● **PASSAGE GIVEN**:
The latest trends in swimming pool design are all grown up. So come on in, the water is fine. By Ilze Hugo
here are few things more inviting than a well-designed swimming pool. More than just a hole in the ground or a space for your kids to play in, a well-designed swimming pool is the stuff your home dreams are made of; conjuring up images of balmy summer holiday get-togethers with the family, or making memories with festive sundowner cocktail parties with good friends.
A wet lounge
‘Nowadays, pool design is integrated into the overall design of the house, ensuring
a continuous flow from inside to outside, says Francois Hugo, a senior associate at the Cape Town-based Peerutin Architects. ‘Think of it as another room in your house, an outdoor lounge, instead of a separate space surrounded by paving at the bottom of the garden.’
To fit with this outlook, the size and shape of the pool should blend in with the design of the rest of the home. But say goodbye to curves. Simple, angular shapes are the way to go.
Vanishing edge/infinity pools with water flowing over the edge of the pool, where it is captured and recycled back into the pool water, can give your home a serious wow factor, even more so in oceanfront properties, where they give the illusion that the pool water is blending seamlessly with the ocean.
Pools with one see-through wall are also de rigueur. While these normally frame the view, they can also look out on to your patio, says Dirk Louw from MacD Designer Pools. Pools with windows are another trend. Louw recently completed a pool in Clifton with a window into the wine cellar. (Keeping windows watertight is a challenge, he warns, so it has to be done correctly.)
‘Lap pools have been big news for a few years now, but I never tire of them,’ says landscape designer, Carrie Latimer. ‘Their long, skinny proportions create a striking feature and are generally less intrusive into the layout of a garden or patio.’
As an extension of your home, the focus is on creating a space where you can socialise and entertain, instead of just practise your breaststroke or watch the kids play Marco Polo. There are various ways to extend the use of your pool. When it comes to furnishing the pool area, the focus is again on giving the space the feel of an outdoor lounge with comfortable waterproof furniture. Daybeds remain immensely popular (Latime recommends adding some drapery to a daybed to add boutique appeal).
Integrated audio around the pool is a must if you like to entertain, says Hugo: ‘With well-designed audio, the speakers are arranged in such a way that the whole space has good background sound, without unpleasantly loud or dead spots.’
Fancy a sundowner? The way to soak with a tipple these days is on a martini seat. ‘Think of it as a slightly submerged daybed,’ says Hugo or a very large step (200 to 300 mm deep) where adults can sit or lie while having a chat and a drink. It’s also a great place for toddlers to paddle around in. Another trend is having an island deck in the middle of the pool, complete with a couple of loungers.

● **DATA SECTION**:

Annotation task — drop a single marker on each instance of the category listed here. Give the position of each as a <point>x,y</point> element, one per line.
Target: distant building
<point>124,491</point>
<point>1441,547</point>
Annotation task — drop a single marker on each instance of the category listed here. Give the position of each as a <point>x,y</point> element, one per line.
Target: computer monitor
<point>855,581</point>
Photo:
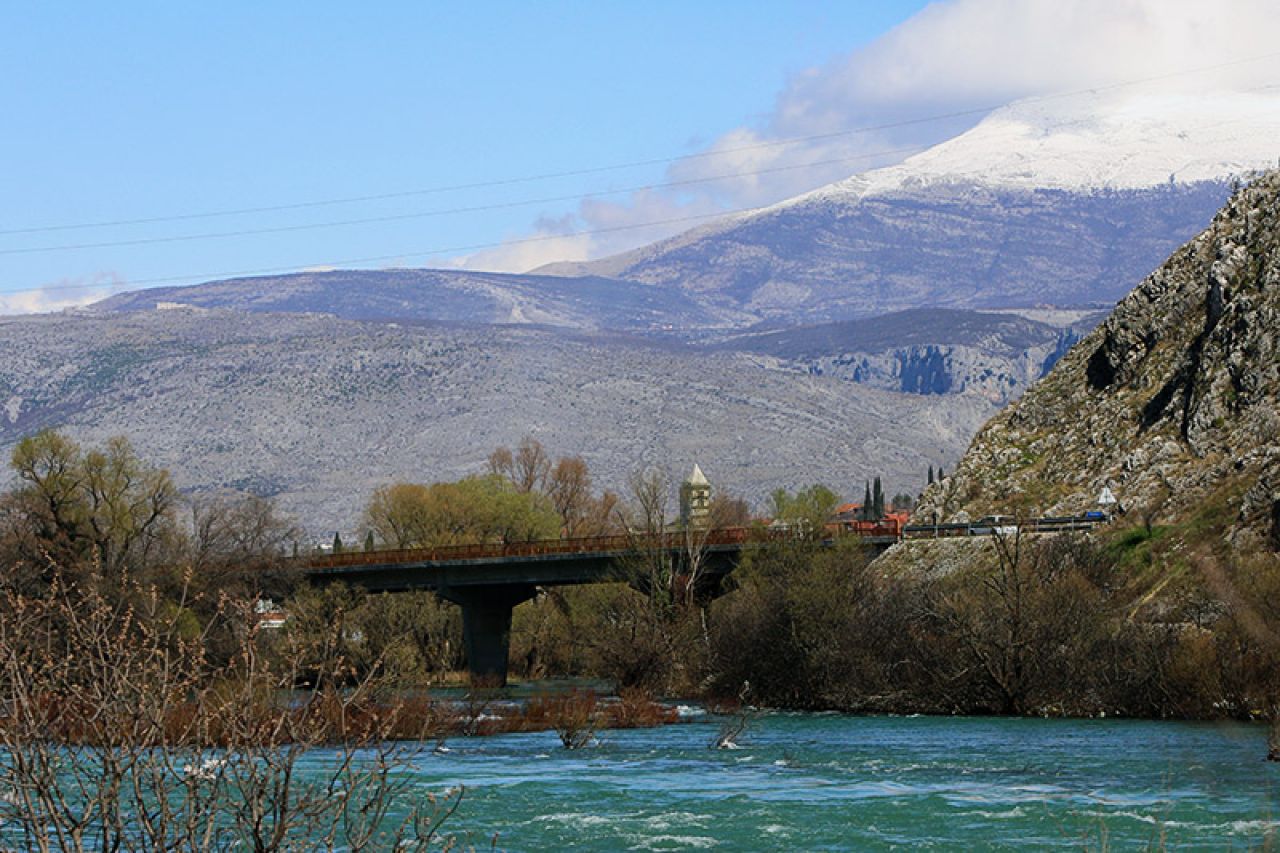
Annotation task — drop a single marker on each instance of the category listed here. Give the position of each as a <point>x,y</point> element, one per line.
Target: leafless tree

● **AIM**: Reproduce the passage of the pool design article word for word, starting at "A wet lounge" and ending at "with the ocean.".

● **ANSWER**:
A wet lounge
‘Nowadays, pool design is integrated into the overall design of the house, ensuring
a continuous flow from inside to outside, says Francois Hugo, a senior associate at the Cape Town-based Peerutin Architects. ‘Think of it as another room in your house, an outdoor lounge, instead of a separate space surrounded by paving at the bottom of the garden.’
To fit with this outlook, the size and shape of the pool should blend in with the design of the rest of the home. But say goodbye to curves. Simple, angular shapes are the way to go.
Vanishing edge/infinity pools with water flowing over the edge of the pool, where it is captured and recycled back into the pool water, can give your home a serious wow factor, even more so in oceanfront properties, where they give the illusion that the pool water is blending seamlessly with the ocean.